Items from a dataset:
# # # #
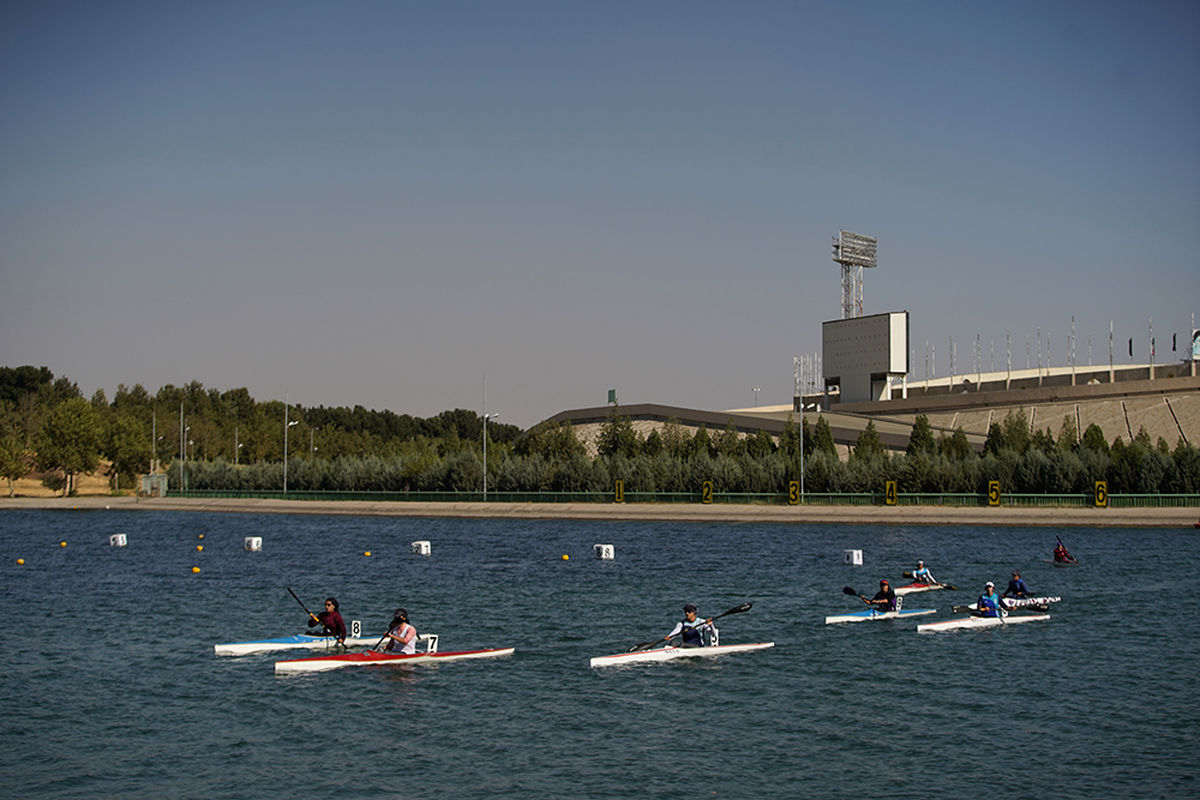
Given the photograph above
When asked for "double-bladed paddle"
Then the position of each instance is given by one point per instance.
(647, 645)
(301, 603)
(324, 627)
(936, 583)
(847, 590)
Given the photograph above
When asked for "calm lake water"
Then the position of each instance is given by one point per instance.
(111, 687)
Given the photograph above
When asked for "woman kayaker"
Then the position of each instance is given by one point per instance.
(330, 620)
(401, 635)
(1017, 587)
(693, 629)
(990, 603)
(885, 599)
(922, 573)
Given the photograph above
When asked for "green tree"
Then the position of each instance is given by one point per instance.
(70, 441)
(822, 438)
(13, 459)
(1017, 431)
(1093, 439)
(957, 447)
(921, 440)
(869, 446)
(1068, 434)
(127, 447)
(617, 435)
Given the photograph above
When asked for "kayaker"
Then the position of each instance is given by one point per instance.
(885, 599)
(1017, 587)
(330, 620)
(990, 603)
(401, 635)
(693, 629)
(922, 573)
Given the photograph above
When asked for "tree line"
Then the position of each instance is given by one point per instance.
(234, 443)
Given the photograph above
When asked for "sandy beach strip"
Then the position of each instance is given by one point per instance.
(1185, 517)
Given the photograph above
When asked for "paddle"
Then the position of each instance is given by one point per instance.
(847, 590)
(1069, 559)
(936, 583)
(647, 645)
(301, 603)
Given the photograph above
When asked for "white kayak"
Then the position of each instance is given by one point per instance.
(871, 614)
(979, 621)
(671, 653)
(1017, 602)
(372, 659)
(298, 642)
(911, 588)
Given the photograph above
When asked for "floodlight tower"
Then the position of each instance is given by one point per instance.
(853, 252)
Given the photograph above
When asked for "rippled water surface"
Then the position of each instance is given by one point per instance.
(111, 687)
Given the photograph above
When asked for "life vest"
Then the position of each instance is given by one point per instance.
(691, 635)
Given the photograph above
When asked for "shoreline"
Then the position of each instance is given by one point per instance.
(1179, 517)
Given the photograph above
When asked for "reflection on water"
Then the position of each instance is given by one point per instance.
(112, 689)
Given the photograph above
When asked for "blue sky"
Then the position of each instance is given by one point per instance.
(382, 203)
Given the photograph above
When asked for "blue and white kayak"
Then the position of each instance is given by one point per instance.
(871, 614)
(298, 642)
(979, 621)
(1014, 602)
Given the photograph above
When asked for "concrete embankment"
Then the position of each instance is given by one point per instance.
(678, 512)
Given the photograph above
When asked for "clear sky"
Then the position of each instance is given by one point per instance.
(384, 203)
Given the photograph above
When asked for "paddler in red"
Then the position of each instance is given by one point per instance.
(330, 620)
(401, 633)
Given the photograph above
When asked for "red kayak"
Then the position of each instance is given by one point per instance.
(371, 659)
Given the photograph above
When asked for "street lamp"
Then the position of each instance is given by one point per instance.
(287, 425)
(486, 417)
# # # #
> [The problem] The pictures in the entries should be left out; output everything else exactly.

> [Full response]
Given the photograph above
When asked for "double-bladed paddle"
Then the position of each instance is given by one point per instance.
(647, 645)
(301, 603)
(324, 627)
(936, 583)
(847, 590)
Given the photograph above
When asked for "calm lake water"
Then the position of each instance is given by one point per instance.
(111, 687)
Given the photograph above
When asked for "woman kayaker"
Then the position of each instance is given by one point per instance.
(330, 620)
(401, 635)
(1017, 587)
(693, 629)
(990, 603)
(885, 599)
(922, 573)
Given the photograph above
When asked for "green tree"
Then the position of each instance is given by one point per instance.
(70, 441)
(822, 438)
(13, 459)
(1017, 431)
(1093, 439)
(957, 447)
(921, 440)
(869, 446)
(1068, 434)
(127, 447)
(617, 435)
Given the photograph above
When asked for "kayaker"
Then the position of each instance is given by one point per instance.
(885, 599)
(1017, 587)
(330, 620)
(990, 603)
(401, 635)
(693, 629)
(922, 573)
Given the photograph above
When asked for "tree line"
Then the position of each instance is given by one point per instance.
(234, 443)
Given the photograph above
When asked for "sandy beach strip"
Then the position of each instance is given by one point per instance.
(1185, 517)
Given the photograph above
When asked for "paddle"
Then the position of each instance is given by one point per instance.
(847, 590)
(1069, 559)
(936, 583)
(647, 645)
(301, 603)
Given the photograph above
When asked for "white kayak"
Then the position of each instance is given by one point per instance.
(871, 614)
(979, 621)
(671, 653)
(1017, 602)
(372, 659)
(298, 642)
(911, 588)
Given the photograph above
When asked for "floodlight tower"
Then the position of each instance is given by one point per instance.
(853, 252)
Given the photograph above
When asked for "rippled water surface"
Then the position of each instance is given by one point per instance.
(111, 687)
Given the photograph above
When asked for "life vest"
Then the position of each instance is given by one point per instance.
(691, 635)
Given the photograph above
When asked for "shoreline"
Then the position of each instance is given by one point per instance.
(1179, 517)
Given the photograph above
When asked for "reflection on water"
Then the position of each instance is given by one point per instance.
(112, 689)
Given the photograph above
When asked for "blue sky"
Then the position of each instance is given by one point per instance.
(382, 203)
Given the photograph above
When asked for "blue and white kayak"
Then the position of each instance is given by one point per instance.
(871, 614)
(298, 642)
(979, 621)
(1014, 602)
Given the photograph above
When asked for "concrete embankment"
Then the position of each instance is given by one point per instance.
(678, 512)
Given the photograph above
When asked for "clear sky"
Then the position of each instance is given by one point per instance.
(384, 203)
Given the photograph above
When asked for "paddler in red"
Then the position of each instance is given by one point per instance.
(330, 620)
(401, 633)
Given the photograph above
When asked for "red kayak"
Then the position of each instance is given by one point per instance.
(371, 659)
Given the photograph above
When asked for "street lamp"
Then the position of each instance is given by one point per instance.
(287, 425)
(486, 417)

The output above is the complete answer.